ASSIGNMENT: The reply must consist of one number: how many lines of the data include the word "grass".

[Start of section]

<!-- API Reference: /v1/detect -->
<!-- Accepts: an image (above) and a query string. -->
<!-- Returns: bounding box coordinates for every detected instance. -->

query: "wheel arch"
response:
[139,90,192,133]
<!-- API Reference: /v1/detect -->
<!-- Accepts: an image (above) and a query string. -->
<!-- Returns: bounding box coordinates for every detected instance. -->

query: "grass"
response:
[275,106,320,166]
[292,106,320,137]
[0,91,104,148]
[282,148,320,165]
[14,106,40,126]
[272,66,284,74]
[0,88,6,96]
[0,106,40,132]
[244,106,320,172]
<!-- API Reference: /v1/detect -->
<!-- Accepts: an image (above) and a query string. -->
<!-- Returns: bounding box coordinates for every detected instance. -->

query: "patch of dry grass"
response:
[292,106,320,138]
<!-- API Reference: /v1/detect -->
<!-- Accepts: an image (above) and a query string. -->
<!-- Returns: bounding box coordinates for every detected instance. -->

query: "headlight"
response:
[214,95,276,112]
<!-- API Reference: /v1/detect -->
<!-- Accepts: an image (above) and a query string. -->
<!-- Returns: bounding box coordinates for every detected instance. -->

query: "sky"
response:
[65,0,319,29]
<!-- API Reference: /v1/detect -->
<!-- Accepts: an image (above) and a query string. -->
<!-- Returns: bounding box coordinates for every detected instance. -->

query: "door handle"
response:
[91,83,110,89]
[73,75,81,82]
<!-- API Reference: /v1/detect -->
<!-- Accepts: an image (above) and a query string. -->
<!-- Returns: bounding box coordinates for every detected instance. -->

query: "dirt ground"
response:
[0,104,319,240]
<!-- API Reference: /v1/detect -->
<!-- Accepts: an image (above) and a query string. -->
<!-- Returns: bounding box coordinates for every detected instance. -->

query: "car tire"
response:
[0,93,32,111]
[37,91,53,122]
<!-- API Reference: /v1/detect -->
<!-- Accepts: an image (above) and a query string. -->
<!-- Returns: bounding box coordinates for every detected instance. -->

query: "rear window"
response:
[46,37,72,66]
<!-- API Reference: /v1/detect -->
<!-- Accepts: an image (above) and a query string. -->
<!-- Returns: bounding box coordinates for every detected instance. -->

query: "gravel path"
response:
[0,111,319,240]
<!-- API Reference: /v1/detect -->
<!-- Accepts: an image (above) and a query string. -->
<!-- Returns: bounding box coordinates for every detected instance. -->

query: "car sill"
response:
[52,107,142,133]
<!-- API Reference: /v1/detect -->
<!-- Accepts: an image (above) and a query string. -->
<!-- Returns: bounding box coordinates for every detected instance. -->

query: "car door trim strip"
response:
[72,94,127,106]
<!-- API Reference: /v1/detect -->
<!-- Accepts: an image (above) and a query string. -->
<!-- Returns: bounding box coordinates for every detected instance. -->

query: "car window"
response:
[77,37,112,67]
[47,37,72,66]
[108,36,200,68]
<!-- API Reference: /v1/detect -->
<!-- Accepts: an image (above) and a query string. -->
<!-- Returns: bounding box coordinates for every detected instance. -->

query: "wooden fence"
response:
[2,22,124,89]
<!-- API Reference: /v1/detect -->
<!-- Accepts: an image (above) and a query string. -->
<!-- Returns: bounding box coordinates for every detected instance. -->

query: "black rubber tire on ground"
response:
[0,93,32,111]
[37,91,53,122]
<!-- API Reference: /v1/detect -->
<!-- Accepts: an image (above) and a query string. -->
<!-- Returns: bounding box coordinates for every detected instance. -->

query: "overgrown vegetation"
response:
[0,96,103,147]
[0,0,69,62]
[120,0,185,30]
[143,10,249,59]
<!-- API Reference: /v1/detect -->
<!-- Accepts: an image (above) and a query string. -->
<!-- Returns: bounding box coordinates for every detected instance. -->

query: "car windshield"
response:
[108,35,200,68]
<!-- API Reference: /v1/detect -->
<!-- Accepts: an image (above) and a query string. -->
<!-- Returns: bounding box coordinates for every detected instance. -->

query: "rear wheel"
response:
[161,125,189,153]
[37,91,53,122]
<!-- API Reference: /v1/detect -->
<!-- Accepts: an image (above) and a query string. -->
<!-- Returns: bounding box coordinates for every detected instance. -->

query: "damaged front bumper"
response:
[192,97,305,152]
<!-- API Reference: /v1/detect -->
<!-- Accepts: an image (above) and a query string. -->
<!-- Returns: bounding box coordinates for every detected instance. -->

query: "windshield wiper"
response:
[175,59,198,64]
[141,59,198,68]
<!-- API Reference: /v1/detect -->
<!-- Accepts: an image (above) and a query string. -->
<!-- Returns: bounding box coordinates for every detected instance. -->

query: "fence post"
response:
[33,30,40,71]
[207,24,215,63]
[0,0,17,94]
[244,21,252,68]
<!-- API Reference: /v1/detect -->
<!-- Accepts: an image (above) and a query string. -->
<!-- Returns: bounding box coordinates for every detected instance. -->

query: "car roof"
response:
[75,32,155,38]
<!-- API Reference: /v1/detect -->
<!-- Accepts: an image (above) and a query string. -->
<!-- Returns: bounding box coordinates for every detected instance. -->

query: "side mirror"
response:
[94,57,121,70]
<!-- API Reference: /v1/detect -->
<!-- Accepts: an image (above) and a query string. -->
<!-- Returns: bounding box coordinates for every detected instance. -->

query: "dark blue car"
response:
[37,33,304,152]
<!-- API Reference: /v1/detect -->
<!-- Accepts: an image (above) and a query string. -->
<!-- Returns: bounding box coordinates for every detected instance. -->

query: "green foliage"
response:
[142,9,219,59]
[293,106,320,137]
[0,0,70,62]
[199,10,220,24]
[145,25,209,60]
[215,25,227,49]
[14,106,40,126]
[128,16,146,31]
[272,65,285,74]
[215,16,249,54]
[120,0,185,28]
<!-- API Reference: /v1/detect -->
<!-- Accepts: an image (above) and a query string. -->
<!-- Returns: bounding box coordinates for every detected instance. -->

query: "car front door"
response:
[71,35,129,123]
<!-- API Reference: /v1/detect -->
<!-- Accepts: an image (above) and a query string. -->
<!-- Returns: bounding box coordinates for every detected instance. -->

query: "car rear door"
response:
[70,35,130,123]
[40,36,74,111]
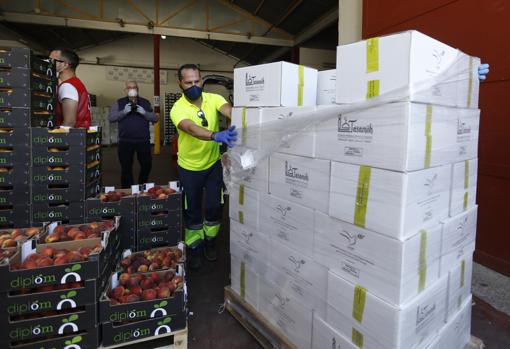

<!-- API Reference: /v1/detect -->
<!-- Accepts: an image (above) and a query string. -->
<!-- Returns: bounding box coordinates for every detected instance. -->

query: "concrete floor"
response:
[101,144,510,349]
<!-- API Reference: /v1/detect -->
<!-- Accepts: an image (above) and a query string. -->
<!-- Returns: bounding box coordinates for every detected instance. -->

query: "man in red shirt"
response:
[49,48,91,128]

[End of section]

ANSWER FOR THIS EXERCISE: 2